Texte extrait ▸
_ _ _ _ _ _ _
Lundi 12 janvier, Dominique Bonnet accueillait Mathieu Lefèvre, ministre délégué auprès de la ministre de la Transition écologique, chargé de la Biodiversité et des Négociations internationales sur le climat et la nature. Sa visite était consacrée au futur réseau de chaleur de la ville, un projet structurant soutenu par le Fonds Chaleur de l’ADEME.
Doté de plus de 3,5 millions d’euros de subventions, soit près d’un tiers de l’investissement global de 11 millions d’euros, le réseau était présenté au ministre en présence du préfet du Jura, Pierre-Édouard Colliex, du sous-préfet de Dole Hugues Alladio, de la députée Danielle Brulebois et de représentants de l’ADEME et d’ENGIE Solutions. Les installations entreront en service au printemps 2026.

Un réseau de chaleur innovant et local
Conçu, réalisé et exploité par ENGIE Solutions pour une durée de vingt ans, le réseau s’étendra sur 5,1 kilomètres. Il reposera à 96 % sur des énergies renouvelables et de récupération locales et alimentera 41 sous-stations, fournissant l’équivalent de 1 000 logements ainsi que de nombreux équipements publics, scolaires, médico-sociaux et bâtiments privés.
Le projet repose sur la création d’une chaufferie biomasse, véritable pilier du futur réseau de chaleur. Celle-ci sera dotée d’une chaudière bois de 2,7 MW, alimentée exclusivement par des plaquettes forestières locales, permettant de valoriser les importantes ressources sylvicoles du territoire.
_ _ _ _ _ _ _
Jeu de données ▸
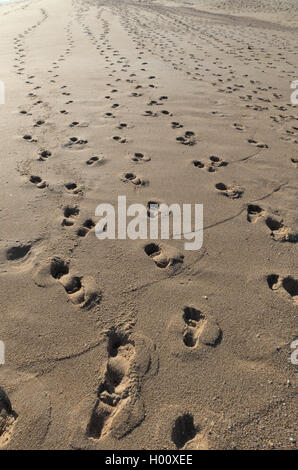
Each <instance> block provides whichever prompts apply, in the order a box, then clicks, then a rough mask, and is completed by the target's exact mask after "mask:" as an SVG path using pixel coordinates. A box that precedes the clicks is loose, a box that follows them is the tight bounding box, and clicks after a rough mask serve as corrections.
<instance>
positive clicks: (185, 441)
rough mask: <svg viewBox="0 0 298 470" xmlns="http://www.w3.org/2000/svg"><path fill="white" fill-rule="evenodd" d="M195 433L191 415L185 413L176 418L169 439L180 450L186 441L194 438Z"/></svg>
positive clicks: (185, 443) (190, 414)
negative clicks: (170, 435)
mask: <svg viewBox="0 0 298 470" xmlns="http://www.w3.org/2000/svg"><path fill="white" fill-rule="evenodd" d="M197 431H198V430H197V428H196V427H195V425H194V418H193V416H192V414H190V413H185V414H183V415H181V416H178V418H176V420H175V422H174V424H173V427H172V433H171V438H172V441H173V443H174V444H175V446H176V448H177V449H182V448H183V447H184V446H185V444H186V443H187V442H188V441H191V440H193V439H194V438H195V436H196V434H197Z"/></svg>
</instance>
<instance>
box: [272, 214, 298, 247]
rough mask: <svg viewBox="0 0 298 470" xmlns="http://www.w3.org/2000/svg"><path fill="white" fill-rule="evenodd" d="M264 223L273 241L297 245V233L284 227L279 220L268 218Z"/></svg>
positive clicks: (282, 224)
mask: <svg viewBox="0 0 298 470" xmlns="http://www.w3.org/2000/svg"><path fill="white" fill-rule="evenodd" d="M265 223H266V225H267V227H268V228H269V230H270V231H271V237H272V238H273V239H274V240H275V241H279V242H289V243H297V242H298V233H295V232H293V231H291V229H290V228H289V227H286V226H285V225H284V224H283V221H282V219H281V218H277V217H273V216H268V217H267V218H266V219H265Z"/></svg>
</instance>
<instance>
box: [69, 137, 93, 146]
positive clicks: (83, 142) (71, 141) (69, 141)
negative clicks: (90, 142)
mask: <svg viewBox="0 0 298 470" xmlns="http://www.w3.org/2000/svg"><path fill="white" fill-rule="evenodd" d="M86 144H88V140H86V139H79V138H78V137H70V138H69V141H68V142H67V143H66V144H65V145H64V146H65V147H73V146H74V145H77V146H79V147H82V146H84V145H86Z"/></svg>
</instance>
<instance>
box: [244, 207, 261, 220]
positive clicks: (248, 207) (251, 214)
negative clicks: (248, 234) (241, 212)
mask: <svg viewBox="0 0 298 470" xmlns="http://www.w3.org/2000/svg"><path fill="white" fill-rule="evenodd" d="M263 215H264V210H263V209H262V208H261V207H260V206H257V205H255V204H249V205H248V206H247V220H248V222H252V223H256V222H257V221H258V219H259V218H260V217H262V216H263Z"/></svg>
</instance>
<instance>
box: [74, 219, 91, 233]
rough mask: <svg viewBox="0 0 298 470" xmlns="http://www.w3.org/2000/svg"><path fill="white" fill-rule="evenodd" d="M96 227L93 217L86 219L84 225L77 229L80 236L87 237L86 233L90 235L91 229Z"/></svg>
mask: <svg viewBox="0 0 298 470" xmlns="http://www.w3.org/2000/svg"><path fill="white" fill-rule="evenodd" d="M94 227H95V222H93V220H92V219H87V220H85V222H84V223H83V225H82V227H80V228H79V229H78V230H77V235H78V237H86V235H88V233H89V232H90V230H92V229H93V228H94Z"/></svg>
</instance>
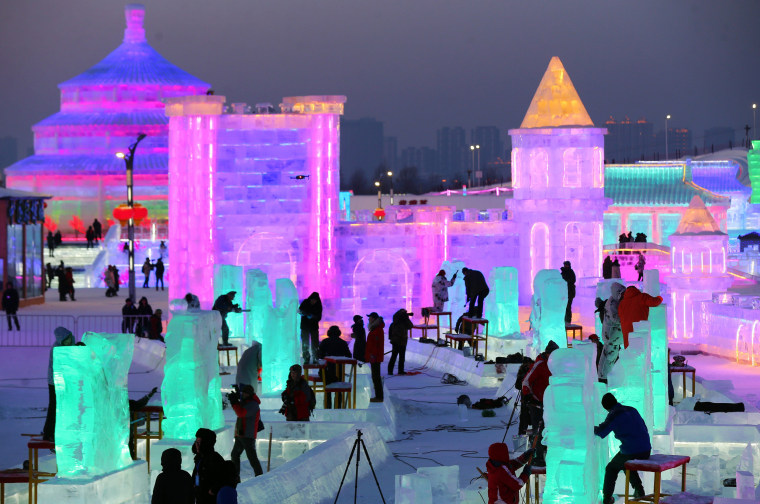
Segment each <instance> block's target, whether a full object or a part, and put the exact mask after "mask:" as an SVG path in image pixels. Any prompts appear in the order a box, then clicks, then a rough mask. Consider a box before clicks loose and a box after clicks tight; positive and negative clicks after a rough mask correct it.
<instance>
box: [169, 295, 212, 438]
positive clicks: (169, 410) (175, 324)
mask: <svg viewBox="0 0 760 504" xmlns="http://www.w3.org/2000/svg"><path fill="white" fill-rule="evenodd" d="M221 333H222V317H221V316H220V315H219V312H217V311H213V310H211V311H202V310H199V311H184V312H182V311H175V312H172V319H171V320H170V321H169V326H168V327H167V330H166V337H165V339H166V364H165V365H164V381H163V383H162V384H161V400H162V402H163V406H164V414H165V415H166V420H164V423H163V428H164V432H165V435H166V437H168V438H172V439H183V440H189V439H193V438H194V437H195V432H196V431H197V430H198V429H199V428H201V427H205V428H207V429H211V430H216V429H220V428H221V427H223V426H224V417H223V416H222V395H221V394H220V392H219V391H220V390H221V386H222V384H221V379H220V377H219V360H218V359H219V357H218V353H217V350H216V346H217V342H218V341H219V338H220V337H221Z"/></svg>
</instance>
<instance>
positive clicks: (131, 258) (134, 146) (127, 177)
mask: <svg viewBox="0 0 760 504" xmlns="http://www.w3.org/2000/svg"><path fill="white" fill-rule="evenodd" d="M146 136H147V135H146V134H145V133H140V134H139V135H137V140H135V143H133V144H132V145H130V146H129V153H128V154H124V153H123V152H118V153H116V157H118V158H121V159H123V160H124V163H125V164H126V165H127V206H128V207H129V209H130V215H129V223H128V224H127V233H128V239H129V297H130V299H132V302H134V301H135V299H136V292H135V217H134V208H135V202H134V199H133V190H132V189H133V180H132V172H133V168H134V160H135V150H137V144H139V143H140V142H141V141H142V140H143V138H145V137H146Z"/></svg>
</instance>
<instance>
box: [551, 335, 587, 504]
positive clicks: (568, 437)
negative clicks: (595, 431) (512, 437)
mask: <svg viewBox="0 0 760 504" xmlns="http://www.w3.org/2000/svg"><path fill="white" fill-rule="evenodd" d="M549 369H550V370H551V372H552V376H551V378H550V379H549V387H547V389H546V393H545V394H544V422H545V424H546V428H545V429H544V443H545V444H546V446H547V452H546V487H545V488H544V497H543V502H545V503H570V502H572V503H574V504H582V503H588V504H591V503H594V504H595V503H596V502H598V501H599V490H600V488H601V479H600V475H601V473H600V464H599V449H598V446H597V445H598V443H595V439H594V425H595V422H596V410H597V409H599V408H600V406H599V400H598V387H597V384H596V348H595V346H594V345H590V344H587V343H586V344H579V345H578V348H575V347H574V348H564V349H559V350H555V351H554V352H553V353H552V355H551V357H550V358H549ZM590 391H593V393H590Z"/></svg>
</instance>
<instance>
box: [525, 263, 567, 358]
mask: <svg viewBox="0 0 760 504" xmlns="http://www.w3.org/2000/svg"><path fill="white" fill-rule="evenodd" d="M566 308H567V283H566V282H565V281H564V280H563V279H562V276H561V275H560V272H559V270H553V269H549V270H541V271H539V272H538V273H537V274H536V277H535V278H534V279H533V299H532V310H531V313H530V324H531V328H532V329H533V343H532V345H533V349H534V350H535V351H536V352H543V350H544V348H546V345H547V344H548V343H549V342H550V341H554V342H555V343H557V345H559V347H560V348H567V333H566V332H565V309H566Z"/></svg>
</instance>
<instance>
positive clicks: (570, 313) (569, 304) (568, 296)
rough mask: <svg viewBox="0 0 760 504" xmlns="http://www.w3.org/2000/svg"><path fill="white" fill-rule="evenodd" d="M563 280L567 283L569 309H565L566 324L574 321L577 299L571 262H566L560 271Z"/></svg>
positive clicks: (567, 303)
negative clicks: (573, 302)
mask: <svg viewBox="0 0 760 504" xmlns="http://www.w3.org/2000/svg"><path fill="white" fill-rule="evenodd" d="M559 270H560V272H561V273H562V280H564V281H565V282H567V308H565V324H569V323H570V322H571V321H572V320H573V299H575V271H573V268H571V267H570V261H565V262H564V264H563V266H562V267H561V268H560V269H559Z"/></svg>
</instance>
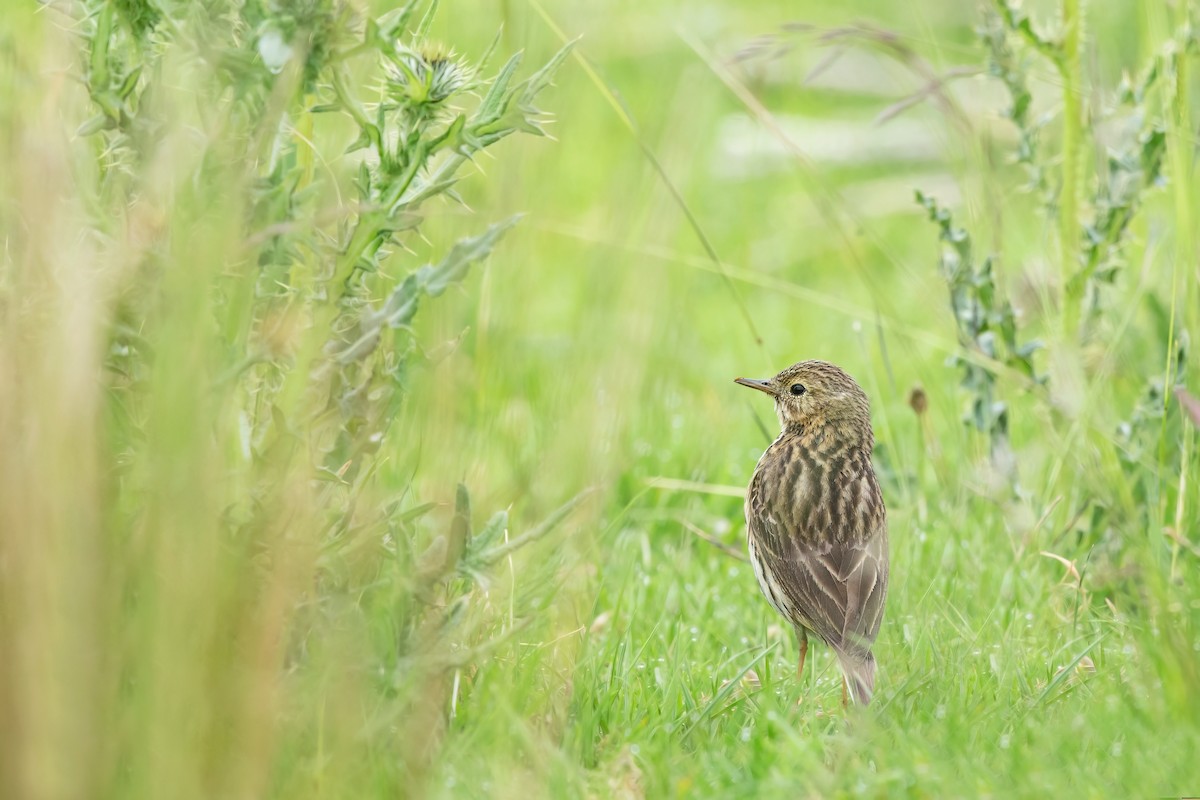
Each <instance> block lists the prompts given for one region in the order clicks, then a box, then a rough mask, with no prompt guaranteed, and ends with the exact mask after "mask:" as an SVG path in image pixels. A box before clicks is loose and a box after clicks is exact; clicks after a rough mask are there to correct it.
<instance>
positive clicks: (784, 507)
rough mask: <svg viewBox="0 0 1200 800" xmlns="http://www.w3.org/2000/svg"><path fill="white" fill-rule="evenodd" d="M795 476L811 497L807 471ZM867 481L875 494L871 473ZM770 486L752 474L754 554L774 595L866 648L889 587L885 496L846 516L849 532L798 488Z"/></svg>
_ _ _ _ _ _ _
Exercice ▸
Poursuivez l'article sur le réseau de chaleur après sa dernière phrase. Ce matériau n'a aucun lien avec l'article sur le réseau de chaleur.

Résultat attendu ▸
Une chaudière gaz d’appoint et de secours viendra compléter l’installation afin de garantir la continuité du service, tandis qu’un système de traitement des fumées assurera une maîtrise rigoureuse des émissions atmosphériques. Le dispositif sera par ailleurs renforcé par la récupération de la chaleur fatale de la fromagerie Juraflore, via une pompe à chaleur de 500 kW, qui contribuera à hauteur de 8 % au mix énergétique du réseau.
Présent lors de la présentation du projet, le député Mathieu Lefèvre a insisté sur la nécessité d’une cohérence entre ambitions locales et décisions nationales : « L’écologie sur tous les territoires, ça marche surtout quand tous les acteurs sont alignés, depuis le maire jusqu’aux parlementaires qui votent le budget de la nation. On a surtout besoin d’un budget pour continuer les investissements écologiques. La transition écologique n’est absolument pas le laisser-pour-compte du projet de budget : les crédits sont stables dans une période de forte contrainte budgétaire. »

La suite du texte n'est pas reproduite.